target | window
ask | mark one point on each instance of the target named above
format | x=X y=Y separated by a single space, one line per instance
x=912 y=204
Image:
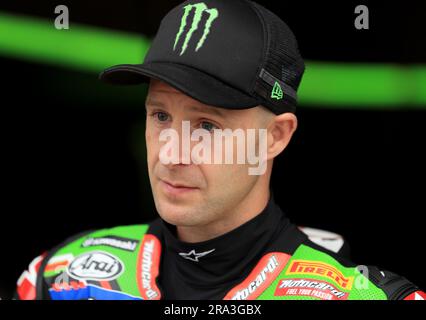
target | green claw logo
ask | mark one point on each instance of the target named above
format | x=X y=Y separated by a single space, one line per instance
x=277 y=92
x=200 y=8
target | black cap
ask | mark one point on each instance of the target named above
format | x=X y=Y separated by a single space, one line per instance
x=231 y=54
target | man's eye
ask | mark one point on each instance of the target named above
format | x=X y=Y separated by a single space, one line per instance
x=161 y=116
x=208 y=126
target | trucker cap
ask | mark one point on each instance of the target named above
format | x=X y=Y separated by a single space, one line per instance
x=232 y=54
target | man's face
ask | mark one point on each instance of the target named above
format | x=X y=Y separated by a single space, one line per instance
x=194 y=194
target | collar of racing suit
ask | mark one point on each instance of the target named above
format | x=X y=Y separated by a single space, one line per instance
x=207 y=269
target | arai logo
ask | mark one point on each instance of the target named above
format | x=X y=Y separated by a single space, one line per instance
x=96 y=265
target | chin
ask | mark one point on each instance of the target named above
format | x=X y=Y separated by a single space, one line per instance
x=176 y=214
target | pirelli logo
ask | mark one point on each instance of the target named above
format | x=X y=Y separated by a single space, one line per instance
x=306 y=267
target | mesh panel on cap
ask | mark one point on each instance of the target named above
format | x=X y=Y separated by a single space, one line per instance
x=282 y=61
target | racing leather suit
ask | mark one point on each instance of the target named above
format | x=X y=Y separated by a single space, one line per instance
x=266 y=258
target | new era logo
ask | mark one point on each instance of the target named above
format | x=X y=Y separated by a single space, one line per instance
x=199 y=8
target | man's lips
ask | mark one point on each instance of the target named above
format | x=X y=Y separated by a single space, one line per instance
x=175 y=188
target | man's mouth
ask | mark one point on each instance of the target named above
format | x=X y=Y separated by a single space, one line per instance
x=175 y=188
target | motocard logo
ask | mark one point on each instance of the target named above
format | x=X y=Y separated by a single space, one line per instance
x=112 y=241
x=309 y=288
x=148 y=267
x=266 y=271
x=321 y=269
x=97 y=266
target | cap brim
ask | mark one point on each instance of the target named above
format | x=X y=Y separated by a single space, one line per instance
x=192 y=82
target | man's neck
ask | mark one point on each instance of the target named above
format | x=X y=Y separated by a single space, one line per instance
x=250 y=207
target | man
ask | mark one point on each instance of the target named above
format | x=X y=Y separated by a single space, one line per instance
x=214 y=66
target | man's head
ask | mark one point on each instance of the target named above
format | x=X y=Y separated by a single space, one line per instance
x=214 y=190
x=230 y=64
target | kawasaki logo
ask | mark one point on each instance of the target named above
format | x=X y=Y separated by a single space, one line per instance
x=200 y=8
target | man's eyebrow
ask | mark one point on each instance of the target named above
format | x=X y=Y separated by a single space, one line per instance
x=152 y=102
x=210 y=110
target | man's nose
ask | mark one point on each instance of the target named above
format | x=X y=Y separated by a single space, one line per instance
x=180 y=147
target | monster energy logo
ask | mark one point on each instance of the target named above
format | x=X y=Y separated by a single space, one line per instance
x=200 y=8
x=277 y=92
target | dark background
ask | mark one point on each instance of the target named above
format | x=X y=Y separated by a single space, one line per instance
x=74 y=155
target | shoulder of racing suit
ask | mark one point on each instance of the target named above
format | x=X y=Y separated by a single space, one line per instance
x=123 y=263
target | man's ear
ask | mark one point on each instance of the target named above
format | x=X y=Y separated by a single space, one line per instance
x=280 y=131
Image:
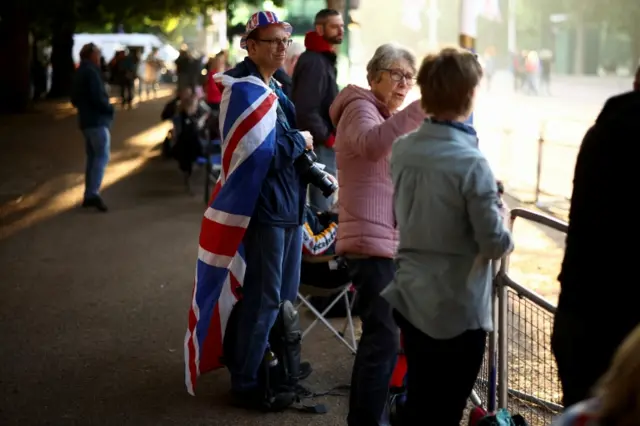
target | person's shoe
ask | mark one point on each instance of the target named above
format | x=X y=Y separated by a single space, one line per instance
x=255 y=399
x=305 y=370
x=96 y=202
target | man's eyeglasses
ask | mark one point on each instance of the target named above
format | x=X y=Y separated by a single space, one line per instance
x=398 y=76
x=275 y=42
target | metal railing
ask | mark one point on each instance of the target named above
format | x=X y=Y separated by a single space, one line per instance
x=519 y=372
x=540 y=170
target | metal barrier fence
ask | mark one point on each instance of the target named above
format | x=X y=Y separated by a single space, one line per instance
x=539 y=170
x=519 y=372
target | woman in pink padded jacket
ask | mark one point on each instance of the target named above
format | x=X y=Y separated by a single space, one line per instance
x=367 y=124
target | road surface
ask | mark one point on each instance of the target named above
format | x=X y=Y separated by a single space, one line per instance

**SET EXERCISE**
Switch every occurrence of "separated by a single space" in the listing above to "separated by one space" and give the whole listing again with nothing else changed. Leave the pictures out of your answer.

**TASK ANSWER**
target | window
ask | mark one point on each instance of the target named above
format | x=X y=Y separated by one space, one line per instance
x=912 y=204
Image:
target | green claw logo
ask | mark one point on each instance of the target named above
format | x=X y=Y separated by one space, one line per instance
x=277 y=92
x=200 y=8
target | black cap
ask | mark one point on each instance of the target named above
format | x=X y=Y separated by one space, one line per instance
x=231 y=54
target | man's eye
ask | mark one point on each instance of the target named above
format | x=X y=Y separated by one space, one line per instance
x=161 y=116
x=208 y=126
target | trucker cap
ask | mark one point on each instance of the target named above
format | x=X y=Y separated by one space, one line per instance
x=232 y=54
target | man's face
ask | mark one point on each instance of the target named above
format | x=X y=Y separated by one space, one line per instance
x=194 y=194
target | collar of racing suit
ask | mark one point on each instance of the target named above
format | x=X y=Y separated by one space, one line per instance
x=207 y=269
target | arai logo
ask | mark one point on each instance of the target named above
format | x=X y=Y separated by one space, one line per instance
x=96 y=265
target | chin
ask | mark one point on each instance of the target named above
format | x=X y=Y separated by one space, one line per instance
x=176 y=214
target | pirelli logo
ask | mark one point on each instance of the target named above
format | x=X y=Y separated by one space, one line per instance
x=306 y=267
target | mesh panel on cap
ask | mark one point on each instance of the target named above
format | x=X y=Y separated by one space, one line per instance
x=282 y=61
target | racing leather suit
ask | mark one point on each instance of the target named above
format | x=X y=Y separated by one space, one line per instance
x=266 y=258
target | new era logo
ask | mark one point on each instance of the target named above
format | x=X y=Y separated by one space, one line per instance
x=199 y=8
target | man's lips
ask | mark one point on each instance of the target named above
format | x=X y=Y separated by one space, one line per instance
x=175 y=188
target | man's mouth
ask | mark one point on each instance of the target named above
format | x=X y=Y separated by one space, one line per instance
x=175 y=188
target | motocard logo
ask | mark one point on each instance of the target named above
format | x=X y=Y separated by one space, one line per instance
x=112 y=241
x=309 y=288
x=148 y=267
x=266 y=271
x=321 y=269
x=97 y=266
target | cap brim
ask | mark one point on each instance of the target named above
format | x=X y=Y separated by one space, one line per instance
x=192 y=82
target | man's neck
ask | mark one point on each instance of the target named above
format | x=X y=Y separated by one space, one line per instance
x=250 y=207
target | man
ask | mark one point on each instance of the target named above
format | x=X y=Y separated by one space, one line per instance
x=214 y=66
target | man's head
ask | mark one point on each instance of the target named above
format | x=X y=Y separated by one space, one line per instance
x=214 y=190
x=230 y=64
target | kawasaki logo
ask | mark one point on each instance of the target named above
format | x=X y=Y separated by one space, one line per instance
x=200 y=8
target | man's eyebrow
ask | mark one point on each instance of the target named above
format | x=X y=Y separated by one space, one line per instance
x=152 y=102
x=210 y=110
target | man's nose
ask | mark one point on each instance of the target named above
format | x=X y=Y separated by one space, one line per instance
x=180 y=147
target | monster energy logo
ask | mark one point on each instance of the target named above
format | x=X y=Y separated by one space, one line per instance
x=200 y=8
x=277 y=92
target | dark background
ask | mark one point on each instance of the target named above
format | x=X y=Y separated by one space, one line per instance
x=74 y=155
target | shoulder of racing suit
ask | mark one point on each instance of the target named above
format | x=X y=Y separated by one space, one line per instance
x=123 y=263
target | man's ear
ask | mark one point on each instance of the target named above
format | x=X y=Y separated by one space, one line per instance
x=280 y=131
Image:
target | person's shoe
ask | mark one point on each instance of the target named above
format | x=X y=Y separated by one space, one line per instance
x=255 y=399
x=305 y=370
x=96 y=202
target | man's eyeglasses
ask | mark one point on each instance of the target named above
format | x=X y=Y separated by one space, one line per instance
x=398 y=76
x=275 y=42
target | metal railing
ask | mark one point on each instance of the target named above
format | x=X y=Y separated by one space, one line per instance
x=519 y=372
x=540 y=170
target | metal barrier fence
ask | mark one point on each instance of the target named above
format | x=X y=Y separated by one space, one line per instance
x=539 y=170
x=519 y=372
target | woman in pink padded jacket
ask | mark one point on each instance of the target named above
format | x=X y=Y separated by one space, one line per instance
x=367 y=124
target | road surface
ask | mark one point on each instance of the target named above
format | x=X y=Y separated by one space, one line per instance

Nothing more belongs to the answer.